** START Data excerpts **

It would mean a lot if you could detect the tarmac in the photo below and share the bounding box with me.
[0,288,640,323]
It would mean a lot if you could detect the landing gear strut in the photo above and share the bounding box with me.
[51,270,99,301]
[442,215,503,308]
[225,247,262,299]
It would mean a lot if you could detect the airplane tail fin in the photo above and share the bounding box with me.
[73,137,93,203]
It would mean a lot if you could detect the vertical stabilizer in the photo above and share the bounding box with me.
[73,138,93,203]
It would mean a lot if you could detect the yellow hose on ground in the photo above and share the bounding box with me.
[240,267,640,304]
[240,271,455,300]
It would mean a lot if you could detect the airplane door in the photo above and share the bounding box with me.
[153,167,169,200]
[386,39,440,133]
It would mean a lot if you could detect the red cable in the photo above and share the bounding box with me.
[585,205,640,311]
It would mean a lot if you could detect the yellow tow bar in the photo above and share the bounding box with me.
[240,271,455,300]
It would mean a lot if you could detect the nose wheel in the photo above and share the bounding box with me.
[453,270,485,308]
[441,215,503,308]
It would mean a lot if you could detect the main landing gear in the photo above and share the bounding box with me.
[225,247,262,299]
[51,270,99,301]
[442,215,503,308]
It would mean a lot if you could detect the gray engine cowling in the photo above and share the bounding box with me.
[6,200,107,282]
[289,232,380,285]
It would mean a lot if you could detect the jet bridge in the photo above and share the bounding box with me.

** END Data excerpts **

» Job
Rewrite the stretch from the line containing "the yellow tow" through the end of the data, changing "nose wheel" to "front wheel" and keeping everything else the same.

» Solution for this task
It would mean a lot if you could detect the yellow tow bar in the photo above and share the bounding box with me.
[240,271,455,300]
It would mean a lot if you could detect the front wheel in the photo above and share the bounding box with me.
[453,270,485,308]
[441,215,503,308]
It would mean a lot if you could detect the main landing gear in the photo above and share the bounding box with me.
[225,247,262,299]
[51,270,99,301]
[442,215,503,308]
It would mean a lot if you could detect the gray engine cowling in the photo above and share the bounding box with me.
[6,200,107,282]
[289,232,380,285]
It would mean a lot if you could detect the jet bridge in the photo above and share the bounding box with me.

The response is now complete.